§ Estratto del documento
(reformiert.info) Un bimbo deperito dalla pelle scura, rannicchiato su un sudicio terreno argilloso, fissa l’obiettivo con uno sguardo sofferente: per molto tempo le organizzazioni umanitarie di casa nostra hanno sollecitato le donazioni con immagini come questa.
Come possono essere illustrati i progetti nel Sud del mondo senza ricorrere a un linguaggio visivo discriminatorio? L’organizzazione umanitaria di matrice protestante Mission 21 si sta occupando della questione.
Quale etica nelle campagne di donazione?
Tra le ONG attive a livello internazionale è cresciuta in anni recenti la consapevolezza che non sia etico andare a caccia di donazioni con rappresentazioni che ledono la dignità delle persone. “Cementano lo stereotipo di poveri e bisognosi che sono privi di risorse proprie e dipendono dal nostro aiuto”, dice Claudia Buess, storica e responsabile della formazione presso Mission 21.
Per questo motivo molte organizzazioni umanitarie stanno discutendo in modo approfondito riguardo alla possibilità di illustrare i loro progetti nel Sud del mondo senza ricorrere a un linguaggio visivo discriminatorio, potenzialmente razzista e imperialista.
Connessioni coloniali
Per comprendere la complessità della questione è necessario, secondo Buess, riflettere sulla storia coloniale europea. Presso Mission 21, l’organizzazione che è succeduta alla “Missione di Basilea”, la storica è impegnata da circa cinque anni nell’elaborazione di un passato bicentenario.
Dal 2021, nella serie di webinar tuttora in corso “Mission – Colonialism Revisited”, l’organizzazione – attiva a livello internazionale – fa luce sulle connessioni tra il colonialismo e le chiese. Buess afferma: “È un dato di fatto che la storia della supremazia coloniale, che era una supremazia bianca, fu scritta sotto la forte influenza delle società missionarie”.
Formazione antirazzista
Nei workshop Buess ha mostrato fotografie tratte dagli archivi di Mission 21 che chiariscono i rapporti di dominio ai tempi del colonialismo – e che suscitano una sensazione di disagio. Le immagini mostrano come i missionari bianchi del nord convertono i “pagani” del sud, dando espressione alla prospettiva di una supremazia europea. “Anche se oggi con le organizzazioni partner nel Sud del mondo perseguiamo un rapporto paritario, queste immagini continuano a vivere dentro di noi”, è convinta Claudia Buess. Affinché vi sia consapevolezza al riguardo, Mission 21 ha organizzato tra l’altro corsi interni di formazione antirazzista.

§ Dati archiviati

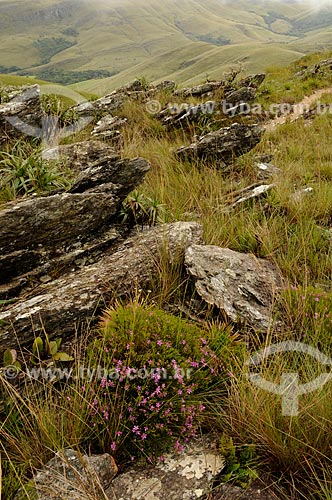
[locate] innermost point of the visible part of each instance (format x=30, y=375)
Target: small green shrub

§ Consegna A
Secondo l'estratto su Mission 21, da quale anno l'organizzazione porta avanti la serie di webinar «Mission – Colonialism Revisited»?
§ Consegna B
Prosegui l'estratto su Mission 21 riprendendo subito dopo la sua ultima frase.
Il materiale archiviato costituisce una parte a sé, distinta dall'estratto su Mission 21.

§ Risposta A
Dal 2021.

§ Risposta B
Uno studio del 2023 del Servizio per la lotta al razzismo del Dipartimento federale dell’interno ha in effetti rilevato che in Svizzera il razzismo strutturale è una realtà. Vi si legge: “Il razzismo si manifesta in valori, comportamenti e idee di normalità consolidatisi nella storia”. Spesso è percepito dall’opinione pubblica come “normale”, o non è quasi messo in discussione, e caratterizza la società, le imprese e le istituzioni – anche le chiese e le organizzazioni umanitarie.
Vergogna e sensi di colpa
Riconoscere che nemmeno la chiesa è un luogo esente da razzismo non è affatto facile, afferma la teologa Sarah Vecera, responsabile del settore “razzismo e chiesa” nella Missione evangelica unita in Germania. “Le persone nelle chiese vogliono incontrarsi nell’amore per il prossimo e non essere razziste”. Mancanze di questo genere, commesse consapevolmente o inconsapevolmente, hanno prodotto vergogna e sensi di colpa.
Per questo motivo Vecera chiede che il lavoro antirazzista venga considerato come un compito pastorale. “Perché quando le persone provano vergogna o si sentono colte sul fatto noi abbiamo il dovere di fornire un’assistenza spirituale”, dice la teologa. “Ed è questo il caso anche quando le persone non bianche soffrono a causa del razzismo strutturale o personale”. Con il mero intelletto non è possibile contrastare imprinting ed eventi emotivi.
Quando ci si occupa di lotta al razzismo le immagini hanno un ruolo importante. Non soltanto quelle interiorizzate, ma anche quelle reali diffuse dalle organizzazioni umanitarie. Secondo Claudia Buess c’è un semplice criterio per stabilire quali immagini siano accettabili ed è la domanda: “Mi sentirei a mio agio se venissi mostrato in una situazione del genere?”. (Da: reformiert.info; trad.: G. M. Schmitt; adat.: G. Courtens)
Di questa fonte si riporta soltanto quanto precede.